• [WORKING DATA]
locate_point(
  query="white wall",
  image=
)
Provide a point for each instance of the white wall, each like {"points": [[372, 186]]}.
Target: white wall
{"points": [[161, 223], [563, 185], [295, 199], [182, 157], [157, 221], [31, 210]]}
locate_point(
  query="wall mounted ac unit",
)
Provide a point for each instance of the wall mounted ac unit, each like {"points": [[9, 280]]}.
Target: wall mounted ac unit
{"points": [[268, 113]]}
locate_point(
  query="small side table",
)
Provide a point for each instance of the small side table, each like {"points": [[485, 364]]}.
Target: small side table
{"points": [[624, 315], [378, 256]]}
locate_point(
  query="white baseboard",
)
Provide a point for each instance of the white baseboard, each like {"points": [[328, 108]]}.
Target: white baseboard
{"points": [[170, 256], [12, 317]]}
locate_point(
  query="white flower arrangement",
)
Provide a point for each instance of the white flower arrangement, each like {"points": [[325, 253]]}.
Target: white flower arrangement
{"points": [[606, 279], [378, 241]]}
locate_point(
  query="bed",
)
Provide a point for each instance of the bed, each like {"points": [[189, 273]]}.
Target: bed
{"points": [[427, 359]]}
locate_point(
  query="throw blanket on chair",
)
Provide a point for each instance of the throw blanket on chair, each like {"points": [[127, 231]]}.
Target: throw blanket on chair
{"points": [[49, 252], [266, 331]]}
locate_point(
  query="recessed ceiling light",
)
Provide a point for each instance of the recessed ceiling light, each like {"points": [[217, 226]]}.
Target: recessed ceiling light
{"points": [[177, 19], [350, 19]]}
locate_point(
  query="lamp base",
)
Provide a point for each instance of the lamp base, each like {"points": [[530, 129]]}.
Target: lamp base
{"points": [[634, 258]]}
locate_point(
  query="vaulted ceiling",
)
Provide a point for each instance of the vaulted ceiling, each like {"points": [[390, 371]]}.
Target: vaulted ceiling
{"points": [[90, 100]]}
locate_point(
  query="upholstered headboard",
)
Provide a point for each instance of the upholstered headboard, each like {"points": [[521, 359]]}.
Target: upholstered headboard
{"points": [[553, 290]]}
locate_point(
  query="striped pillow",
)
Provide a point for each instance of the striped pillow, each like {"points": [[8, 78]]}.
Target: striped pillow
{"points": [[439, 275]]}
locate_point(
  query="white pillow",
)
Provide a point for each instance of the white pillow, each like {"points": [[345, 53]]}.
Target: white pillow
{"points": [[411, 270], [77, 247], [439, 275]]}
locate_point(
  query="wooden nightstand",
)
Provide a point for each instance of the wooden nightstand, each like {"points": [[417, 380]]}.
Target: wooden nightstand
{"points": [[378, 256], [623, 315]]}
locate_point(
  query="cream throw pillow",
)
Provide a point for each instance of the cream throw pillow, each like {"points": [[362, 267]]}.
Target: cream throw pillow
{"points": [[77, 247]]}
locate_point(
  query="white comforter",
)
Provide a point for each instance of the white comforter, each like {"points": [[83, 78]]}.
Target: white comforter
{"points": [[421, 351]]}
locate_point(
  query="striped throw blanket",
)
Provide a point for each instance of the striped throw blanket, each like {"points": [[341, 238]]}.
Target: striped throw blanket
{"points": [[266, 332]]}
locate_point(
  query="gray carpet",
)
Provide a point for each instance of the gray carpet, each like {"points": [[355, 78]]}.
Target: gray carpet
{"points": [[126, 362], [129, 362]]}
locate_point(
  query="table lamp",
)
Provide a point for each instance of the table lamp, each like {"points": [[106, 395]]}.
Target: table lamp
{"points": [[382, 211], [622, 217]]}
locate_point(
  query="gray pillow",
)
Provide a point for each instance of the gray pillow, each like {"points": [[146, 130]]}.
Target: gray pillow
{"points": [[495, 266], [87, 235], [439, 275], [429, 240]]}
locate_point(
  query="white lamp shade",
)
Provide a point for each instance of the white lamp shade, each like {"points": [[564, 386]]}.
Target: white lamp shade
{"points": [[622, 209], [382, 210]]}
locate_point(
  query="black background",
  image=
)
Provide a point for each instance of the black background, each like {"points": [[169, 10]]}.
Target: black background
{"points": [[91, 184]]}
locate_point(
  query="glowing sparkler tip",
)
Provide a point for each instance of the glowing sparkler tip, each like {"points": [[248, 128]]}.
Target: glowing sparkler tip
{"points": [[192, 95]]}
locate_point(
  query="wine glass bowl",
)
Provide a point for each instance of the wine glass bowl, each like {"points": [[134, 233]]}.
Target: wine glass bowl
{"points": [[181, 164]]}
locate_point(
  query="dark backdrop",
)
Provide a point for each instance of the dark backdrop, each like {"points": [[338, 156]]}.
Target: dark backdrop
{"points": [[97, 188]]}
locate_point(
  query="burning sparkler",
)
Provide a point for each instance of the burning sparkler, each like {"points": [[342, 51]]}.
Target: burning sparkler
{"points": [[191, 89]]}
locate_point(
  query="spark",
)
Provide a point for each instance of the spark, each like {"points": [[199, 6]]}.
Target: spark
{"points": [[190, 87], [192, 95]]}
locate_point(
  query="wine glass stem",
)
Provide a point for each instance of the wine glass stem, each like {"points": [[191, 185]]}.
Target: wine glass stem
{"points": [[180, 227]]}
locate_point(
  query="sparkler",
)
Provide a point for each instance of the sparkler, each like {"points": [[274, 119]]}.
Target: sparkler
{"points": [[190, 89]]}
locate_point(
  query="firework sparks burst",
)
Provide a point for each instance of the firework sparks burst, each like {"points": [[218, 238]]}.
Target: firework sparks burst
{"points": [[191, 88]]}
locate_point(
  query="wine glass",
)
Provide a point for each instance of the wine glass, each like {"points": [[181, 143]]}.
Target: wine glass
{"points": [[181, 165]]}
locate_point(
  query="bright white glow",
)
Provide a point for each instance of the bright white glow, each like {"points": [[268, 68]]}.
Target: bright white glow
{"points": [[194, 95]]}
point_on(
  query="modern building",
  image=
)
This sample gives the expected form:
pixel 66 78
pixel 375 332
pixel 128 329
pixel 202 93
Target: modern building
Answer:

• [GIVEN EXERCISE] Copy all the records above precisely.

• [ANSWER TO THIS TASK]
locate_point(
  query="white wall",
  image=
)
Provide a point for each instance of the white wall, each like {"points": [[372, 186]]}.
Target: white wall
{"points": [[161, 223], [563, 185], [295, 199], [182, 157], [157, 221], [31, 210]]}
locate_point(
  query="wall mounted ac unit",
)
Provide a point for each instance of the wall mounted ac unit, each like {"points": [[9, 280]]}.
Target: wall mounted ac unit
{"points": [[268, 113]]}
locate_point(
  query="small side table",
)
Provide a point for each instance of the small side table, each like {"points": [[485, 364]]}.
Target: small side table
{"points": [[624, 315], [378, 256]]}
locate_point(
  query="white baseboard",
)
Provide a point for each instance of the white baseboard, each like {"points": [[328, 108]]}.
Target: white baseboard
{"points": [[170, 256], [12, 317]]}
locate_point(
  query="white flower arrangement",
)
Provide a point for each instance of the white flower arrangement, each like {"points": [[325, 253]]}.
Target: white flower arrangement
{"points": [[606, 279], [378, 241]]}
locate_point(
  query="bed",
)
Provide a point for each instance of the bed, each like {"points": [[189, 273]]}.
Target: bed
{"points": [[427, 359]]}
locate_point(
  query="throw blanket on chair",
)
Provide a point for each instance of the throw blanket on chair, each like {"points": [[127, 231]]}.
Target: throw blanket on chair
{"points": [[49, 252], [266, 331]]}
locate_point(
  query="recessed ceiling light",
)
Provide a point for each instance of the recessed ceiling light, each like {"points": [[217, 226]]}.
Target: recessed ceiling light
{"points": [[177, 19], [350, 19]]}
locate_point(
  query="lamp base",
)
Provide a point for each instance of the lamp base, each like {"points": [[530, 129]]}.
Target: lamp base
{"points": [[634, 258]]}
locate_point(
  query="vaulted ceiling",
)
Provide a point for each instance of the vaulted ceiling, each like {"points": [[390, 371]]}.
Target: vaulted ceiling
{"points": [[90, 100]]}
locate_point(
  query="upholstered headboard",
)
Provide a point for each instance of the upholstered headboard, each like {"points": [[521, 359]]}.
Target: upholstered headboard
{"points": [[553, 290]]}
locate_point(
  query="striped pillow",
)
Provide a point for each instance of the striped pillow, each like {"points": [[8, 78]]}.
Target: striped pillow
{"points": [[439, 275]]}
locate_point(
  query="white pillow",
)
Provide a point for each instance of the white pillow, each like {"points": [[345, 53]]}.
Target: white pillow
{"points": [[411, 270], [77, 247], [439, 275]]}
locate_point(
  query="wooden nightstand",
)
Provide a point for each instance of the wooden nightstand, each like {"points": [[417, 380]]}.
Target: wooden nightstand
{"points": [[378, 256], [623, 315]]}
locate_point(
  query="cream throw pillow",
)
Provide a point for each instance of the cream throw pillow, each like {"points": [[362, 267]]}.
Target: cream throw pillow
{"points": [[77, 247]]}
locate_point(
  query="white comforter",
)
Provide a point for each instance of the white comforter, each like {"points": [[83, 78]]}.
Target: white comforter
{"points": [[421, 351]]}
locate_point(
  query="striped throw blanket",
)
Provide a point for each instance of the striped throw blanket, each like {"points": [[341, 238]]}.
Target: striped throw blanket
{"points": [[266, 332]]}
locate_point(
  query="gray carpet",
)
Provide a point for each instance of the gray carpet, each like {"points": [[355, 78]]}.
Target: gray carpet
{"points": [[126, 362], [129, 362]]}
locate_point(
  query="table lamp",
)
Provide a point for each instance of the table lamp, each like {"points": [[106, 395]]}.
Target: table lamp
{"points": [[382, 211], [622, 217]]}
locate_point(
  query="gray pillow",
)
Provide a point for each instance of the gray pillow, each like {"points": [[146, 130]]}.
Target: gray pillow
{"points": [[495, 266], [87, 235], [439, 275], [429, 240]]}
locate_point(
  query="white lamp shade",
)
Provide a point for each instance of the white lamp shade, each like {"points": [[564, 386]]}.
Target: white lamp shade
{"points": [[622, 209], [382, 210]]}
locate_point(
  query="black background",
  image=
)
Provide a point for each instance of the black background, each like {"points": [[169, 10]]}.
Target: black background
{"points": [[91, 184]]}
locate_point(
  query="glowing sparkler tip",
)
Provide a point for each instance of the glowing sparkler tip, each like {"points": [[248, 128]]}.
Target: glowing sparkler tip
{"points": [[192, 95]]}
locate_point(
  query="wine glass bowl",
)
Provide a point for each instance of the wine glass bowl, each like {"points": [[134, 233]]}.
Target: wine glass bowl
{"points": [[181, 164]]}
locate_point(
  query="dark backdrop",
)
Provide a point for each instance of the dark backdrop, each like {"points": [[338, 156]]}.
Target: dark backdrop
{"points": [[97, 188]]}
locate_point(
  query="burning sparkler",
)
Provide a point for each instance of the burning sparkler, each like {"points": [[342, 51]]}.
Target: burning sparkler
{"points": [[191, 89]]}
locate_point(
  query="spark",
)
Provide a point for each instance of the spark, each like {"points": [[199, 6]]}.
Target: spark
{"points": [[190, 87], [192, 95]]}
locate_point(
  query="wine glass stem",
)
Provide a point for each instance of the wine glass stem, each like {"points": [[191, 185]]}.
Target: wine glass stem
{"points": [[180, 227]]}
locate_point(
  query="sparkler",
)
Provide a point for each instance of the sparkler, each like {"points": [[274, 119]]}.
Target: sparkler
{"points": [[190, 89]]}
locate_point(
  query="firework sparks burst",
)
Provide a point for each instance of the firework sparks burst, each like {"points": [[218, 238]]}.
Target: firework sparks burst
{"points": [[191, 88]]}
locate_point(
  query="wine glass",
)
Provide a point for each instance of the wine glass, each like {"points": [[181, 143]]}.
Target: wine glass
{"points": [[181, 165]]}
locate_point(
  query="bright white glow",
)
Provide a point for each instance of the bright white glow, each like {"points": [[268, 68]]}.
Target: bright white glow
{"points": [[194, 95]]}
point_on(
  query="modern building",
  image=
)
This sample gives the expected form:
pixel 66 78
pixel 375 332
pixel 128 329
pixel 202 93
Target: modern building
Answer:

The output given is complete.